**EXERCISE PROMPT**. Given the entries that follow, write out exactly the lines starting at the one containing "Target: boat hull" and ending at the one containing "Target: distant mountain range", both ends included, and only those.

**INFORMATION SHOWN**.

#####

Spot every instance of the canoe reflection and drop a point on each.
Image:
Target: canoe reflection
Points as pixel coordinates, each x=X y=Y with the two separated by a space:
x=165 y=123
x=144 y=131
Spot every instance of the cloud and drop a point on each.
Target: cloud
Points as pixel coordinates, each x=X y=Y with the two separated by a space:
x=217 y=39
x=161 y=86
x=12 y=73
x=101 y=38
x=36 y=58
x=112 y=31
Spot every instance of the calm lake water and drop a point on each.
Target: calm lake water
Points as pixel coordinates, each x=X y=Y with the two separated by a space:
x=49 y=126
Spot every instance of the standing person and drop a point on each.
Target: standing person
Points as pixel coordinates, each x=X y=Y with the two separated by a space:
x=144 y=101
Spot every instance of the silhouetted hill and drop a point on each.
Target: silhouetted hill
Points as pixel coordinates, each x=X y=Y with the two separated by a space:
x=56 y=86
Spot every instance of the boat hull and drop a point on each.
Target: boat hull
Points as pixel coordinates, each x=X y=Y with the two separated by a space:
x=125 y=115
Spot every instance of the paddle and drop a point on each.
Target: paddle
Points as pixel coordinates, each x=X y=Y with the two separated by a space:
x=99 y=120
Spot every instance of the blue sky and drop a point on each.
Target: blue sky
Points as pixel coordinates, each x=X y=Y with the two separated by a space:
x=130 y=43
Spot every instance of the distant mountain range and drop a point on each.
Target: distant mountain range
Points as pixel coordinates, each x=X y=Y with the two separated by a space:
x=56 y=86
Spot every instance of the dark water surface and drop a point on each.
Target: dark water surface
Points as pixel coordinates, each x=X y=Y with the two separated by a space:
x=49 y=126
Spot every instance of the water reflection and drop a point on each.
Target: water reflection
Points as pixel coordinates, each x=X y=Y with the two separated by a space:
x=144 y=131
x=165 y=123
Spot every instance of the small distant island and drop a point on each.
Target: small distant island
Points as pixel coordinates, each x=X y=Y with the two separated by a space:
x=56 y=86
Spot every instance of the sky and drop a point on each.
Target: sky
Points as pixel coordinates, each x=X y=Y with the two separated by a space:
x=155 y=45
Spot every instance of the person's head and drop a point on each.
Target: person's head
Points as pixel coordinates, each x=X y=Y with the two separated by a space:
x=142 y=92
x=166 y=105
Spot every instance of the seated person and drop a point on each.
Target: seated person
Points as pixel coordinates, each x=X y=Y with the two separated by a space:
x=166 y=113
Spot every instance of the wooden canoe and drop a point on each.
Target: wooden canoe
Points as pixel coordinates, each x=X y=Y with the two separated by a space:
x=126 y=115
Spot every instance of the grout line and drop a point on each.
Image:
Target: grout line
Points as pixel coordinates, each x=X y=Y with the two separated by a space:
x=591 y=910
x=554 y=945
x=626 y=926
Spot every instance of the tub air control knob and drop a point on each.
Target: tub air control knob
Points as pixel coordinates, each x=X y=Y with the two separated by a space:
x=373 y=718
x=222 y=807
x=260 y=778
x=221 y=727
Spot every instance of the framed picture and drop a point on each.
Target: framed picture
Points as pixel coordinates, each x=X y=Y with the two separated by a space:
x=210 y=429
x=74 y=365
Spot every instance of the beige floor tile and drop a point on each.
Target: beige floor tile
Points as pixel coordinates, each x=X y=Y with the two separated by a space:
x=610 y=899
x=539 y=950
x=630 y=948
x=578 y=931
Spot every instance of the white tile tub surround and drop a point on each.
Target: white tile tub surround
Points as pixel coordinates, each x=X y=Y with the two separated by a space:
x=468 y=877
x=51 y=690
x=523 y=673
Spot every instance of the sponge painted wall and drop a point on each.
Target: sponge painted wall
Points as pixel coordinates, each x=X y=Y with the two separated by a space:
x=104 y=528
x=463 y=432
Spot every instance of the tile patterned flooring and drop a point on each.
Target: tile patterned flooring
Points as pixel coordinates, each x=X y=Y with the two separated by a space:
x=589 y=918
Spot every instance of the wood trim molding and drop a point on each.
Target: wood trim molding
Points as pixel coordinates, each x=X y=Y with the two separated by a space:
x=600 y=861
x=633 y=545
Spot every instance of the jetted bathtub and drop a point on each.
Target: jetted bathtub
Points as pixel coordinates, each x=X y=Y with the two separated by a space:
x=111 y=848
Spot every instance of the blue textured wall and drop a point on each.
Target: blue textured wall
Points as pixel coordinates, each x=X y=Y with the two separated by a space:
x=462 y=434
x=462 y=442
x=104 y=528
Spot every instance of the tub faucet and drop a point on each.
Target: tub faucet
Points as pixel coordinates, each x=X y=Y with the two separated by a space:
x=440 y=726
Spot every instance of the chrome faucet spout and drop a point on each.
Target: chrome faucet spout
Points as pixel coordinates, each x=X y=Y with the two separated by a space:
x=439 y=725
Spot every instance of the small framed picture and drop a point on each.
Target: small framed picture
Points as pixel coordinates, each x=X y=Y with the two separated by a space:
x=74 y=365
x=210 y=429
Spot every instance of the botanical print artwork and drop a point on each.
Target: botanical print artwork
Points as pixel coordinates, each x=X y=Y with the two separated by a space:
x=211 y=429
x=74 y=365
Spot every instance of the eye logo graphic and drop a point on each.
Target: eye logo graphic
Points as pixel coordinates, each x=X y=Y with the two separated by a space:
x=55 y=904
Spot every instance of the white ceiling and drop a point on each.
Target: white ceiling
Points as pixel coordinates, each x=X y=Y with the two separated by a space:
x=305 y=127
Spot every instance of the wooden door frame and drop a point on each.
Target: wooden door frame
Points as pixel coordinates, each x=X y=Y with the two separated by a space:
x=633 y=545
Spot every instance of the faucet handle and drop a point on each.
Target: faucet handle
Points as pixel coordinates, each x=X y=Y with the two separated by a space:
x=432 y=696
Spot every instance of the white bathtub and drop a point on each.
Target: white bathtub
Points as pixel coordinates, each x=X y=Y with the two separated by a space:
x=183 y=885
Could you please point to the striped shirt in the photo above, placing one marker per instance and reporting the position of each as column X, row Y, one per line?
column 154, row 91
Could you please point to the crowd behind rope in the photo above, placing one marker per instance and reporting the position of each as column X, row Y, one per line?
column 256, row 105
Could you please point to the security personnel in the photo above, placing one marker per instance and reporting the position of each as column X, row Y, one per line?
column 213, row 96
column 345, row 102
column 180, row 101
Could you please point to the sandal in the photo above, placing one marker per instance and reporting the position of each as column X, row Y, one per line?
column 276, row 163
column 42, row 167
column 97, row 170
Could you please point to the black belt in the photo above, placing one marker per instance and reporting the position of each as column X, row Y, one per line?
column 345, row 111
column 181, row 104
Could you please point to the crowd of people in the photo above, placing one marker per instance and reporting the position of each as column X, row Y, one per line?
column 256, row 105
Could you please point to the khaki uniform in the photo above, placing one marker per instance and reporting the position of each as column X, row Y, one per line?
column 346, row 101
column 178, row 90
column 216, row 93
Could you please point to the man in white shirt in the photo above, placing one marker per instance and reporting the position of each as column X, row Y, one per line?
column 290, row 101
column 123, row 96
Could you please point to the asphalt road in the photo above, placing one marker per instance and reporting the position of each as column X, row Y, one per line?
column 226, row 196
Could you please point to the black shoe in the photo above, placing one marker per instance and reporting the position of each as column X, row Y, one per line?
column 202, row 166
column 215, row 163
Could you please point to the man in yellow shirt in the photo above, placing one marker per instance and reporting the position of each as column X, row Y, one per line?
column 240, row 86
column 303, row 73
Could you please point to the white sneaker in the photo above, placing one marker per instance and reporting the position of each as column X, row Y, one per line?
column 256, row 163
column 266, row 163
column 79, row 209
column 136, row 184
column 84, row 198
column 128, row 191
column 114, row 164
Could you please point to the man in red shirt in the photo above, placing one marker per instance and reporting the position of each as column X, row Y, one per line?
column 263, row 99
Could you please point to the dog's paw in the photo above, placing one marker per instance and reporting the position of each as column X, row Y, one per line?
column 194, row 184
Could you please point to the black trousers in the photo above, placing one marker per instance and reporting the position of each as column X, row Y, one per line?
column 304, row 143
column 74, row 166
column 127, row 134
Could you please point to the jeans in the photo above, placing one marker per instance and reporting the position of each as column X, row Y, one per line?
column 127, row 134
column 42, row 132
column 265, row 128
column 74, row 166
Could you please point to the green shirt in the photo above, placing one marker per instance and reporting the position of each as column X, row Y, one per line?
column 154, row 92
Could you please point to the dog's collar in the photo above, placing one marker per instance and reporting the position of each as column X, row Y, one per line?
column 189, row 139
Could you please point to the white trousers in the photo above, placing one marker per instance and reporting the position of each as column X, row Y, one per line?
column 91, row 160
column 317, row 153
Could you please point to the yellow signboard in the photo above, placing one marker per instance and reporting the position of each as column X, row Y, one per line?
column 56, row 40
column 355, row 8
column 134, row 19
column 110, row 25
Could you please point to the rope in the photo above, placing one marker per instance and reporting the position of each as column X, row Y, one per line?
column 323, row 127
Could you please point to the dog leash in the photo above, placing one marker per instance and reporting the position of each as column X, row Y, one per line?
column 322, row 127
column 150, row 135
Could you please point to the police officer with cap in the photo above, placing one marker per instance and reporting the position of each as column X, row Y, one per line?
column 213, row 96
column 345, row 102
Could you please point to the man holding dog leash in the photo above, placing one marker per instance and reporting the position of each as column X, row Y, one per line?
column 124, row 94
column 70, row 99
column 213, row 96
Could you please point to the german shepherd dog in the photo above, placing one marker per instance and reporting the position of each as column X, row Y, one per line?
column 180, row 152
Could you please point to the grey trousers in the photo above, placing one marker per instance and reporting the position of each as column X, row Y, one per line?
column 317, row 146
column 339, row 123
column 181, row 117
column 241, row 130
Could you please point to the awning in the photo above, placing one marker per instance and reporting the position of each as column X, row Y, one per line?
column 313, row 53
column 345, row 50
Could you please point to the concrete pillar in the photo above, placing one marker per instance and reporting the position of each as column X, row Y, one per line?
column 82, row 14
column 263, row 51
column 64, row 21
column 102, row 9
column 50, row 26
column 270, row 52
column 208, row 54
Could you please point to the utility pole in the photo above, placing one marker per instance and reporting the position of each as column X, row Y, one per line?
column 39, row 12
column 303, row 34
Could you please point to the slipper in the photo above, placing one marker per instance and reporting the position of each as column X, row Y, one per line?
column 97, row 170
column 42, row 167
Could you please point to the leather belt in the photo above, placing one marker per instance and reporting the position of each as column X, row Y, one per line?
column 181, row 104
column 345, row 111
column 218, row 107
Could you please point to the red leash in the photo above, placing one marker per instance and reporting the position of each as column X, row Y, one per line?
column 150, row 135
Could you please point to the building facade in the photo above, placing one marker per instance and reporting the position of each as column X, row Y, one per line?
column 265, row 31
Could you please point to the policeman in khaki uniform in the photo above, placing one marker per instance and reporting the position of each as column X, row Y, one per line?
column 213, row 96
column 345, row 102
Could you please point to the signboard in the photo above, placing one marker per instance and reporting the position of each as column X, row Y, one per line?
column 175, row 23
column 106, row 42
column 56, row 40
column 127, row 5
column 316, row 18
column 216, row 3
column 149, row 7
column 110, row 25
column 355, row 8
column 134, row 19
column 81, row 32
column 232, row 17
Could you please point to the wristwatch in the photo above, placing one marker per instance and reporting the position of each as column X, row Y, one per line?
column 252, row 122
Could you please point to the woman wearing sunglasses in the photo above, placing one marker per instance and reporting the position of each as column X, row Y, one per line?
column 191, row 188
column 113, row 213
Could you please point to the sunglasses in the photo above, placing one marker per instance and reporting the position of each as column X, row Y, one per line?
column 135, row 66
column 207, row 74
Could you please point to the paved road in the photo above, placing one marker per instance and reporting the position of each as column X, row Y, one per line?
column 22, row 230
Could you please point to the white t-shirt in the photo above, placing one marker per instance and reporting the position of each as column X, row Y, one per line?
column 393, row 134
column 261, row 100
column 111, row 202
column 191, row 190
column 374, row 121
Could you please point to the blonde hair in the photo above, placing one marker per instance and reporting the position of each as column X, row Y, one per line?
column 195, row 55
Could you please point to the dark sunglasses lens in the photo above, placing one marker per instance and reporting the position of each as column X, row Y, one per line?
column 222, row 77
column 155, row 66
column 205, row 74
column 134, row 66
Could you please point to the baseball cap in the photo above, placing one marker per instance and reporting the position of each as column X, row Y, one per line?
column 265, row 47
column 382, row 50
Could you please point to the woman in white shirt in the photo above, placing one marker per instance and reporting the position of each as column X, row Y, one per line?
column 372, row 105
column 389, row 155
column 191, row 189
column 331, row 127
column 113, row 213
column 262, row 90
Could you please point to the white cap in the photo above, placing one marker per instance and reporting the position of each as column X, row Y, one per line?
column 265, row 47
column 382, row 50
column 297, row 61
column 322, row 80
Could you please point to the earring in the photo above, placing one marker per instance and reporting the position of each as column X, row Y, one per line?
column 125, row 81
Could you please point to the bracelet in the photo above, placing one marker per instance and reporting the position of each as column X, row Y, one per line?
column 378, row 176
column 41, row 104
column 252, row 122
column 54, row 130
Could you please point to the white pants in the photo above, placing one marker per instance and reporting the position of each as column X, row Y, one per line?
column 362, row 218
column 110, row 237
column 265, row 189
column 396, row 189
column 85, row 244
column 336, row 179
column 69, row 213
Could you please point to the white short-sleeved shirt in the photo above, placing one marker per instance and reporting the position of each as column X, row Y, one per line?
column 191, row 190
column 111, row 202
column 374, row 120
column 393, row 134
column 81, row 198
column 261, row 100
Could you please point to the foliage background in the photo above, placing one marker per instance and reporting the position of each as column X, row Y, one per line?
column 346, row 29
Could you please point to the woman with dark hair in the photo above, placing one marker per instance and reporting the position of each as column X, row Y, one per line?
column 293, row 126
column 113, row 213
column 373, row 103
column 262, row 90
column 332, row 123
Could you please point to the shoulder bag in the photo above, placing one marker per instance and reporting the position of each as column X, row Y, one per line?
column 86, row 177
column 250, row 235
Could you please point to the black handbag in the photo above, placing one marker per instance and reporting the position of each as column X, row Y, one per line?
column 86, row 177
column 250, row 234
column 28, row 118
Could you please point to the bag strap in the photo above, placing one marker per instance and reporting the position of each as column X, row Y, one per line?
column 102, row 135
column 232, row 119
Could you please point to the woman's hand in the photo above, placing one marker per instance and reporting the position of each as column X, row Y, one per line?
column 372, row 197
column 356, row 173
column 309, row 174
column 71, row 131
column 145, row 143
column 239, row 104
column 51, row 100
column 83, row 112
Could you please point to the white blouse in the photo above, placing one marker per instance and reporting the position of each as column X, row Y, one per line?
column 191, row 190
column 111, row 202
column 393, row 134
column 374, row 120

#####

**SOLUTION FOR THIS PROBLEM**.
Target: boat hull
Points as pixel coordinates, each x=X y=Y with the two separated by a space:
x=125 y=115
Spot every instance of the paddle and drop a point on each.
Target: paddle
Points as pixel coordinates, each x=X y=Y with the two separated by a space:
x=99 y=120
Spot every instance of the blue sky and drop a point on each.
Target: blue sky
Points as pixel coordinates, each x=X y=Y with the two separated by a space:
x=130 y=43
Spot every instance of the distant mountain range and drop a point on each.
Target: distant mountain range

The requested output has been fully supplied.